Collection entries:
════════

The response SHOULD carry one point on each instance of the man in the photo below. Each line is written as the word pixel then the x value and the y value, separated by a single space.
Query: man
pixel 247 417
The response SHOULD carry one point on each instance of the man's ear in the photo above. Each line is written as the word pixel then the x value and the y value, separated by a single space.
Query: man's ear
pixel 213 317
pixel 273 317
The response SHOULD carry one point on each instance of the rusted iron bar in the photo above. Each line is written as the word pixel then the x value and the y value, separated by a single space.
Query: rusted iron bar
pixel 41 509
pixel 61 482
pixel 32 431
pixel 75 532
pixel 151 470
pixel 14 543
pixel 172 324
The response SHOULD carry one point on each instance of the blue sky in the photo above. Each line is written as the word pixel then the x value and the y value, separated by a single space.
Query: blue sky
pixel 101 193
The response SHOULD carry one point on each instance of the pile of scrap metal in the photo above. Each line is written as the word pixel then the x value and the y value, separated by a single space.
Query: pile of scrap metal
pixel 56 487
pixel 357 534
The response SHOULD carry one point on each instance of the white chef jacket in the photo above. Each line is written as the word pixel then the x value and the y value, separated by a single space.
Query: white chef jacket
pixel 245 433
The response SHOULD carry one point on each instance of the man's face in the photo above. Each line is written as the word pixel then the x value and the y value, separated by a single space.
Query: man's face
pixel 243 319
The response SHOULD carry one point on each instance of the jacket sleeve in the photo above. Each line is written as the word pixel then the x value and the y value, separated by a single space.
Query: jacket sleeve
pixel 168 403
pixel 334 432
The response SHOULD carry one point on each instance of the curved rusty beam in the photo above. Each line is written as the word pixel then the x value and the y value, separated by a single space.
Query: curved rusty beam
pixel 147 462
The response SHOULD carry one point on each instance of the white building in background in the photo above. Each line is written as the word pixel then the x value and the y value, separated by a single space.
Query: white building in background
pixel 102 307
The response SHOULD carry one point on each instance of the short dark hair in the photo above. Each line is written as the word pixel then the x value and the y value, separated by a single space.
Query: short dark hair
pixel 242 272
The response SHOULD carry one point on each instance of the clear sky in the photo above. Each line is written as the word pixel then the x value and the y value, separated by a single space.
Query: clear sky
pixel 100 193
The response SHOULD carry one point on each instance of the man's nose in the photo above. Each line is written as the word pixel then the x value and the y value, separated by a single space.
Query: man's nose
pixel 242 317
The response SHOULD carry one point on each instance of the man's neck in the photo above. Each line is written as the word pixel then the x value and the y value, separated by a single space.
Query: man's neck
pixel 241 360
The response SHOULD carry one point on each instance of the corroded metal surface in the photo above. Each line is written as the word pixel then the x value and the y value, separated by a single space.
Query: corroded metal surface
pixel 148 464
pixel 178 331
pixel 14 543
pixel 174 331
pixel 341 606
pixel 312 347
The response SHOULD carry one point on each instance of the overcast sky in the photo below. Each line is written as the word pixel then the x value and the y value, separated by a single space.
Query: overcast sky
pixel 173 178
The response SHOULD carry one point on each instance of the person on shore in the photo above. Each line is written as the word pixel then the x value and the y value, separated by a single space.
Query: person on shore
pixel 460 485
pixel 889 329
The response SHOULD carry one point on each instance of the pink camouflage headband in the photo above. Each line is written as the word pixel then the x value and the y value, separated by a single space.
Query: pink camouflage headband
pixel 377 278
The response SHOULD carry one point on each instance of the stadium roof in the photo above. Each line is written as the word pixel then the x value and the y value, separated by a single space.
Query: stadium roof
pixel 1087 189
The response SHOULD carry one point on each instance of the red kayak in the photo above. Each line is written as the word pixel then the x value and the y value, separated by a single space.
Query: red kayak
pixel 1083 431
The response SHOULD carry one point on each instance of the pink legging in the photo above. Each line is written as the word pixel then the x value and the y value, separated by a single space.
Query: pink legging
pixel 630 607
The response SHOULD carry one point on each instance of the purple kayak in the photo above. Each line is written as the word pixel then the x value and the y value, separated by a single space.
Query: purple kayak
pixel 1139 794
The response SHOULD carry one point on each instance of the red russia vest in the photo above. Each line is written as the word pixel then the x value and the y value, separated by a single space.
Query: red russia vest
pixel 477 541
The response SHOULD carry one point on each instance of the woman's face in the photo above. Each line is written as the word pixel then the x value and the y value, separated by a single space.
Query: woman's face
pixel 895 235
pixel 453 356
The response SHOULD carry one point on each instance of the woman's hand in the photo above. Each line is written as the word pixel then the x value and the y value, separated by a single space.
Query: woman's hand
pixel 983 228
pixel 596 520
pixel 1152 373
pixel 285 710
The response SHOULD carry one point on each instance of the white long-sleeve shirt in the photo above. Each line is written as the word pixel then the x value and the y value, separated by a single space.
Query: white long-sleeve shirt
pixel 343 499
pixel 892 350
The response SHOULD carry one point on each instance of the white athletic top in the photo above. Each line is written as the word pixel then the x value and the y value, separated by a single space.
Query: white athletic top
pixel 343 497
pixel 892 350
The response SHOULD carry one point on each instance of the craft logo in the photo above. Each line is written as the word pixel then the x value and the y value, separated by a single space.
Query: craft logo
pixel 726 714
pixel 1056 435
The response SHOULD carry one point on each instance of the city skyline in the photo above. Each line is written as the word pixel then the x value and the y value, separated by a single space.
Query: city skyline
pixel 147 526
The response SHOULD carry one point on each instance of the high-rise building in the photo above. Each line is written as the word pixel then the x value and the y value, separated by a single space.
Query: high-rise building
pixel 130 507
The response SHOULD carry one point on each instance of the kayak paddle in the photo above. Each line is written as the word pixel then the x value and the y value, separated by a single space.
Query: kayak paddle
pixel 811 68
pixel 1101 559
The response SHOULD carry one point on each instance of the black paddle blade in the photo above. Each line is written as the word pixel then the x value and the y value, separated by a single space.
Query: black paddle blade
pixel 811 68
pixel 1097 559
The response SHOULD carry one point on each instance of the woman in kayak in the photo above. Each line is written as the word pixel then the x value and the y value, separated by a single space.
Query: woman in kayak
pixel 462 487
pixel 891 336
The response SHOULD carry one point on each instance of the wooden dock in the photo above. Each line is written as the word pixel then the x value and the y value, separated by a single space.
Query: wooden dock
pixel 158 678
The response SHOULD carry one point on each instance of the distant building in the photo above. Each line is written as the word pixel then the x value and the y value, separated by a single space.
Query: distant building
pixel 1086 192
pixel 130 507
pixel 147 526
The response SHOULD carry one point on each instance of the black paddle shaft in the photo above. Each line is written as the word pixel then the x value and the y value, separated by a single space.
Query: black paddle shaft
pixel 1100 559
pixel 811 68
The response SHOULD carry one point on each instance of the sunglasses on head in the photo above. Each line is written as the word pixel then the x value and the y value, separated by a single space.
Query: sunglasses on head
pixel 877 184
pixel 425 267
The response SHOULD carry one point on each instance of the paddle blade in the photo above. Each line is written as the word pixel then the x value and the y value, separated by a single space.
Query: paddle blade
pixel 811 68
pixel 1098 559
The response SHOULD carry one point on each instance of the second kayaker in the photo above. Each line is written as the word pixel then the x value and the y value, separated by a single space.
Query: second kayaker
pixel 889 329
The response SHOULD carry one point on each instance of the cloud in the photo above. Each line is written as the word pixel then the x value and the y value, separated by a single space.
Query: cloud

════════

Exercise task: Rewrite the material between the lines holding "of the kayak" and "pixel 891 336", inclusive, changing "kayak paddle" to "double-bladed paddle" and leaving everything else unchanged. Return only those lines.

Exercise result:
The response SHOULD carry one point on each instance of the double-bladed paddle in the photo above. Each line is written as the word pixel then the x value and the y value, separated by a single space.
Query: double-bladed paddle
pixel 811 68
pixel 1101 559
The response SHOULD carry one point on each instance of the black paddle blade in the photo above. Each line is written as the word pixel then the x value and the y value, separated by a single space.
Query: black paddle blade
pixel 811 68
pixel 1097 559
The response SHOULD carry one point on each instance of the woman in kayak in the photo above. Each line is written as the word pixel then the x value and the y value, separated by a single space.
Query: woman in kayak
pixel 462 487
pixel 891 336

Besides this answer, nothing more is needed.